• [GIVEN DATA]
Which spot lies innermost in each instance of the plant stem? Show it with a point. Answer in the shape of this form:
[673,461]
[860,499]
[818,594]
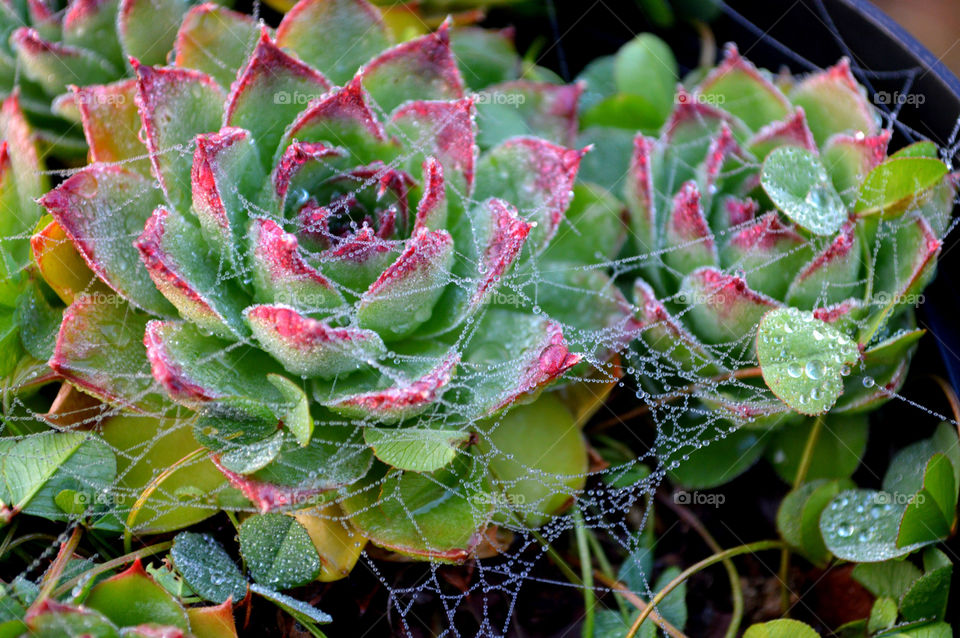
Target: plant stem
[758,546]
[557,559]
[708,44]
[743,373]
[52,574]
[638,602]
[605,568]
[571,575]
[951,397]
[586,573]
[112,564]
[736,591]
[801,476]
[148,490]
[807,457]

• [WHAT THE EXERCISE ASKS]
Please return all of the entries above line for line, without any change, and leave the pictures out.

• [RIGHT ANSWER]
Which spot lies innermost in each instance of the plant stem? Show it with a point. Answer in the shape of this form:
[673,461]
[860,499]
[818,594]
Target: plant stem
[758,546]
[557,559]
[708,44]
[743,373]
[52,574]
[638,602]
[605,568]
[571,575]
[951,397]
[586,573]
[112,564]
[736,591]
[801,476]
[148,490]
[807,457]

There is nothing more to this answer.